BEGIN

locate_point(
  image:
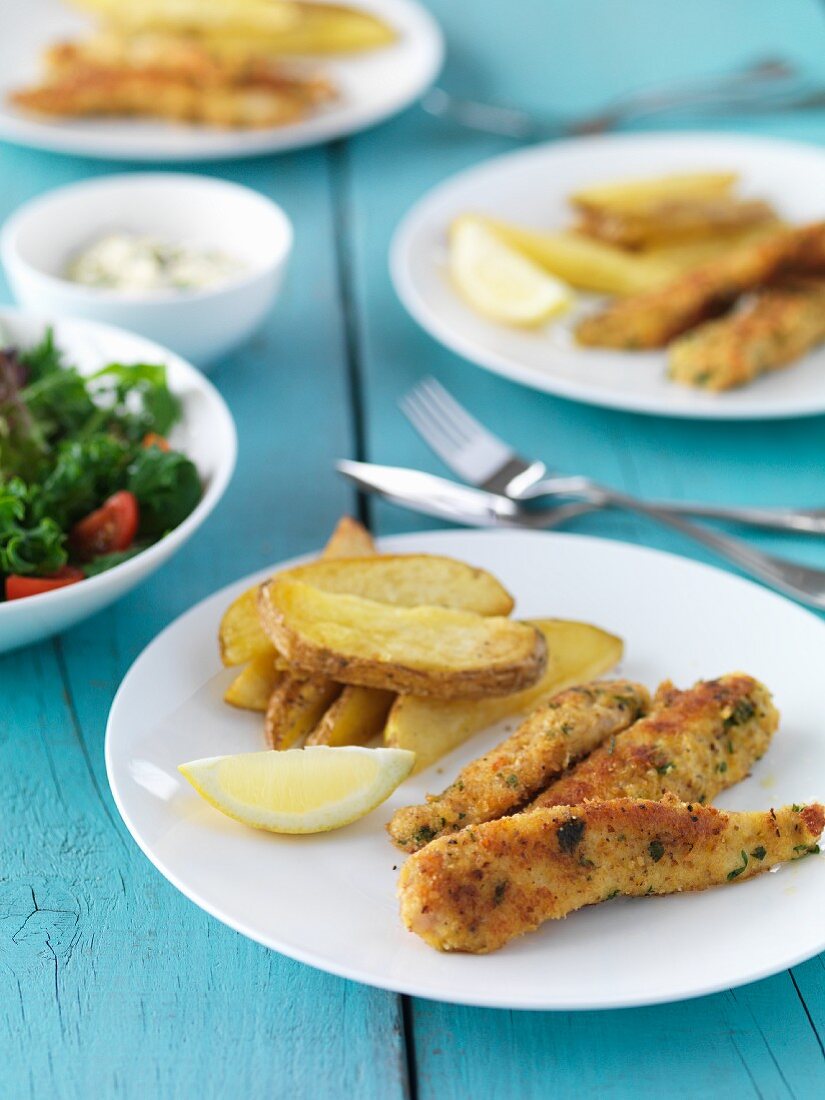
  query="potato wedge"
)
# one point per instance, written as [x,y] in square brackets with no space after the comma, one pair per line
[420,650]
[431,728]
[254,684]
[408,581]
[673,220]
[186,15]
[240,635]
[685,255]
[250,26]
[350,539]
[355,717]
[583,262]
[631,194]
[295,707]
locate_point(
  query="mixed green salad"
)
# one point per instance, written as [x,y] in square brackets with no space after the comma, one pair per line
[87,479]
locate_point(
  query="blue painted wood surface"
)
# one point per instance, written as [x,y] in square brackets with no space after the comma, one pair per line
[110,982]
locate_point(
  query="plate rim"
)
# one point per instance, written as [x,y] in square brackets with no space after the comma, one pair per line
[26,132]
[406,286]
[398,542]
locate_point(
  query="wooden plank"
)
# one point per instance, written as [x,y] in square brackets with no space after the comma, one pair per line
[749,1042]
[121,986]
[758,1041]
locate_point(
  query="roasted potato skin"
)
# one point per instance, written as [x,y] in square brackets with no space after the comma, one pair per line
[295,707]
[408,581]
[420,650]
[356,717]
[254,684]
[576,653]
[483,887]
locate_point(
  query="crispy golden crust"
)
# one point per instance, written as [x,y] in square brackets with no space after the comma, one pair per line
[541,748]
[668,220]
[656,317]
[692,745]
[492,882]
[171,77]
[783,323]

END

YOUR INSTRUCTIONS: The records above are to be transcribed exactly, with every picture left out.

TASK SOLUTION:
locate_point(
  image:
  query="potato wedge"
)
# one point per instance, written as [x,y] in square brackets with no space after the comma, one pair per line
[420,650]
[431,728]
[254,684]
[408,581]
[673,220]
[186,15]
[240,635]
[685,255]
[250,26]
[350,539]
[355,717]
[583,262]
[631,194]
[295,707]
locate_point(
  query="mixed green salad"
)
# one point per instance, written as [x,y] in square brackets with no space after the comma, one pair per line
[87,479]
locate_point(
  query="blue painted wood surface"
)
# one point per instance, written as [x,y] in square brackets with no space after the comma, one pair per line
[110,982]
locate_point(
  query="plate rim"
)
# one point per instance, written as [x,y] in square brackets with no space after the comma, one pair per line
[26,132]
[406,286]
[398,542]
locate_point(
  query="wooden plank"
)
# one point per instance, written as [x,y] in square brackets with no space after the comma, one pair per line
[749,1042]
[121,986]
[758,1041]
locate_point(
  query="roasted potato skin"
)
# one point per instance, written as [x,y] in square brackets with no space after the comma, one pair per line
[295,707]
[408,581]
[420,650]
[356,717]
[254,684]
[576,653]
[483,887]
locate_point(
  query="crispy golden crust"
)
# one point per instance, written as [x,y] in square brackets with no space after the comma, one pair per line
[541,748]
[668,220]
[656,317]
[692,745]
[492,882]
[171,77]
[783,323]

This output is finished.